#### AUFGABENMATERIAL

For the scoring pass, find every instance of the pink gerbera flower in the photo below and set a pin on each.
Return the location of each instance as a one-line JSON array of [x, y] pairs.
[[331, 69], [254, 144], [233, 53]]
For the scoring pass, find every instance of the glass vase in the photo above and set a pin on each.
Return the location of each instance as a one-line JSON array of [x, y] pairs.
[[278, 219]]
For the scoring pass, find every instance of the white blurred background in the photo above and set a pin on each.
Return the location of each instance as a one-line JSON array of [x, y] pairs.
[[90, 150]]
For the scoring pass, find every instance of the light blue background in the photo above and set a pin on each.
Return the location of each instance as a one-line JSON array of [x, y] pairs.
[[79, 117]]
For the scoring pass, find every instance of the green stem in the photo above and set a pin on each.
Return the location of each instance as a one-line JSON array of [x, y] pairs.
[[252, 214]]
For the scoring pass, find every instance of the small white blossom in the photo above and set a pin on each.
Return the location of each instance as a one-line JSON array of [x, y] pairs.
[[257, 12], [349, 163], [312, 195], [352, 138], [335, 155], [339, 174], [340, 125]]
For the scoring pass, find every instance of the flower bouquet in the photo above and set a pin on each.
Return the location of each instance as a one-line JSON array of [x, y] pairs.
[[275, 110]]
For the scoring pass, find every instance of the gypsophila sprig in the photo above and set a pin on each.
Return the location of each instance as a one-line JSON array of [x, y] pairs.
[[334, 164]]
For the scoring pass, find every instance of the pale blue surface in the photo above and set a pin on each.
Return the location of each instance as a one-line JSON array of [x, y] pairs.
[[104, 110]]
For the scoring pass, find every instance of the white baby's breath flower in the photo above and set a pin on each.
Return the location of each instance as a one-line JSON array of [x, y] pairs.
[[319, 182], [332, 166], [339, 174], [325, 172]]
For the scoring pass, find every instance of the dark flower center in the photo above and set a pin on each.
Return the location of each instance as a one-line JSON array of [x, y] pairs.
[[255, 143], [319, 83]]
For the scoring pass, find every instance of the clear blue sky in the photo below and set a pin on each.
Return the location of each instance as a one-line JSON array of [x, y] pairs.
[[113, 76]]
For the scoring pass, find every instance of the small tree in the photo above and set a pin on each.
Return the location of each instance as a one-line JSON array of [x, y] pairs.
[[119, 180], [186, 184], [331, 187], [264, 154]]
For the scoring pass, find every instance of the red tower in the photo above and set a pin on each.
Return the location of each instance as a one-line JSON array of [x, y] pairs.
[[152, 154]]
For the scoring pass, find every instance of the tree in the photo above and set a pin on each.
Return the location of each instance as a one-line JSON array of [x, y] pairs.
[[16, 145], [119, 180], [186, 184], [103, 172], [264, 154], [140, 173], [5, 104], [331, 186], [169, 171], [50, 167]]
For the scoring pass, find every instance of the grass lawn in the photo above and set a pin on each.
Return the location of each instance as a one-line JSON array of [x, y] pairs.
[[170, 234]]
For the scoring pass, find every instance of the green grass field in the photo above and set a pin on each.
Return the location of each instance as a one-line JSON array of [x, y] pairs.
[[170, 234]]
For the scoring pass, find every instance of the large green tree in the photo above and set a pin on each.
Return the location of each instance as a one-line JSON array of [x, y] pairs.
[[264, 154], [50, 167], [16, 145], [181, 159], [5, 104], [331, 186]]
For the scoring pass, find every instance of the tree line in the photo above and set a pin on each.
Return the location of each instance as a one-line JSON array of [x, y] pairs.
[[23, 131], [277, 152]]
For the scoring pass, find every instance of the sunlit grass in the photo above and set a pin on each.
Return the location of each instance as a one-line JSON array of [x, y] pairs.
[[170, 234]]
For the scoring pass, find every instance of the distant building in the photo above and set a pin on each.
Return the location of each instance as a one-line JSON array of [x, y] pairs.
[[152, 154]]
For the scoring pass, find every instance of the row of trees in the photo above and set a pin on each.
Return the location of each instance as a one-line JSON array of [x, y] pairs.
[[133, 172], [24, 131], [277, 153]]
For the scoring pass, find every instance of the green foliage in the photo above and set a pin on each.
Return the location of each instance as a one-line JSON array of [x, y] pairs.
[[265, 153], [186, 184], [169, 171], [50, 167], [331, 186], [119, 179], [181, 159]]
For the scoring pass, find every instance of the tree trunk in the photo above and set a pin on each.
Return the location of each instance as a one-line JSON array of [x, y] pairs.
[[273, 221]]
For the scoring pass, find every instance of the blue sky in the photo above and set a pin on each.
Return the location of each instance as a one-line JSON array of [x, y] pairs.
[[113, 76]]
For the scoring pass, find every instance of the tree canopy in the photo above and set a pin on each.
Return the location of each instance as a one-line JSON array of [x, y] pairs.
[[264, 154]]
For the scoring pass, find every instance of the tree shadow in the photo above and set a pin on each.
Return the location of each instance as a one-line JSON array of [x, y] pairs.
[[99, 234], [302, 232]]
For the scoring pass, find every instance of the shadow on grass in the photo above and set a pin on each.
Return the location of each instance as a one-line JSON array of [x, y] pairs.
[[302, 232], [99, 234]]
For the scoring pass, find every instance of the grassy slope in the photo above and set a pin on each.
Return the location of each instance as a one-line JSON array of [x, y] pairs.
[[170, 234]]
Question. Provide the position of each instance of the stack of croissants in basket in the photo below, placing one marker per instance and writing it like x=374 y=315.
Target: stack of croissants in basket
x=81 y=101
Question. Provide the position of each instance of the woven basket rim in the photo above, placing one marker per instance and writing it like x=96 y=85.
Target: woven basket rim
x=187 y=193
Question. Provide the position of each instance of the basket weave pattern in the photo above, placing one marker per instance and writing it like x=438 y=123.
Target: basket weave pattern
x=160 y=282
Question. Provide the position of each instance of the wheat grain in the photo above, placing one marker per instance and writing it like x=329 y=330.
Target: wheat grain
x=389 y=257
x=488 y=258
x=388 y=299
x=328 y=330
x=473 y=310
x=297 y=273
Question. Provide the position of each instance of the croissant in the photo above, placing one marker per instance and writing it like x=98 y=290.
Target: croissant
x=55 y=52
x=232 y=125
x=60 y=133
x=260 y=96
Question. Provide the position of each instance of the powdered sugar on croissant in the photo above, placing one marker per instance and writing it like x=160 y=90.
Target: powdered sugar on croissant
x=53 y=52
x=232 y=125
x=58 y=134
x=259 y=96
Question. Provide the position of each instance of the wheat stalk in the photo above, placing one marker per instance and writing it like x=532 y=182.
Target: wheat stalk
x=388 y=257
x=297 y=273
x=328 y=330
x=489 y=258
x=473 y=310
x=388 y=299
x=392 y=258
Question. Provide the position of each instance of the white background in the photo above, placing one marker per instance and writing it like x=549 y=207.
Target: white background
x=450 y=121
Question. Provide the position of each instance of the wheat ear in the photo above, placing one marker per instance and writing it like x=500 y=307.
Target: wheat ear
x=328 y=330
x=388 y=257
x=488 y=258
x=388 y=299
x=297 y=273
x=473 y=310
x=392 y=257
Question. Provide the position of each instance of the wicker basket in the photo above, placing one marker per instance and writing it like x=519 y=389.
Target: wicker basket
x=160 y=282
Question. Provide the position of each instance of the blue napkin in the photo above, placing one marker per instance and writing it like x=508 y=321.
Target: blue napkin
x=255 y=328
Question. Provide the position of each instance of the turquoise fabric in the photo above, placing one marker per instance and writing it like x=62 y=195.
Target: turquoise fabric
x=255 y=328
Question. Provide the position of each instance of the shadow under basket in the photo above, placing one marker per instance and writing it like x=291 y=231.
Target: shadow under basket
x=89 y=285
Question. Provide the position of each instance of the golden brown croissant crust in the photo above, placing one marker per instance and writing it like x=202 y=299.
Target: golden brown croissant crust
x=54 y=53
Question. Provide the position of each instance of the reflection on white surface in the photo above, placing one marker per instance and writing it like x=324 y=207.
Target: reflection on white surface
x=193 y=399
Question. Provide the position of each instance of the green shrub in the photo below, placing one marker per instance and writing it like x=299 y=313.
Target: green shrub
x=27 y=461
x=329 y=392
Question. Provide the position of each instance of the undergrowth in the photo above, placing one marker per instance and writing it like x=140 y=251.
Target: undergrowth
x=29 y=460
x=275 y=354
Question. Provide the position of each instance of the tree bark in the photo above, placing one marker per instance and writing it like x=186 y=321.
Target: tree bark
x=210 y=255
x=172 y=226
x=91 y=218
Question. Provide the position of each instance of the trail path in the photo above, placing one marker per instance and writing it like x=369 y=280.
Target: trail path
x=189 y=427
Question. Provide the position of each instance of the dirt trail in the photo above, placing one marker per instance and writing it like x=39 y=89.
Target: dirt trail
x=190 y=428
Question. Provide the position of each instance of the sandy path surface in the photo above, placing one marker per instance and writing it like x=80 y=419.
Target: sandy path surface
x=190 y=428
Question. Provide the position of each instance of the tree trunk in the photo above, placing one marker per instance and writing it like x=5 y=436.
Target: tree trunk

########

AUFGABE -
Stelle alles vom Anfang der Auflistung bis hinunter zur Zeile mit "[[278, 219]]" einschließlich als Markdown-Tabelle mit den Spalten "Nr" und "Zeile" dar. Leerzeilen lässt du dabei weg.

ANTWORT -
| Nr | Zeile |
|---|---|
| 1 | For the scoring pass, find every instance of the pink gerbera flower in the photo below and set a pin on each. |
| 2 | Return the location of each instance as a one-line JSON array of [x, y] pairs. |
| 3 | [[331, 69], [254, 144], [233, 53]] |
| 4 | For the scoring pass, find every instance of the glass vase in the photo above and set a pin on each. |
| 5 | Return the location of each instance as a one-line JSON array of [x, y] pairs. |
| 6 | [[278, 219]] |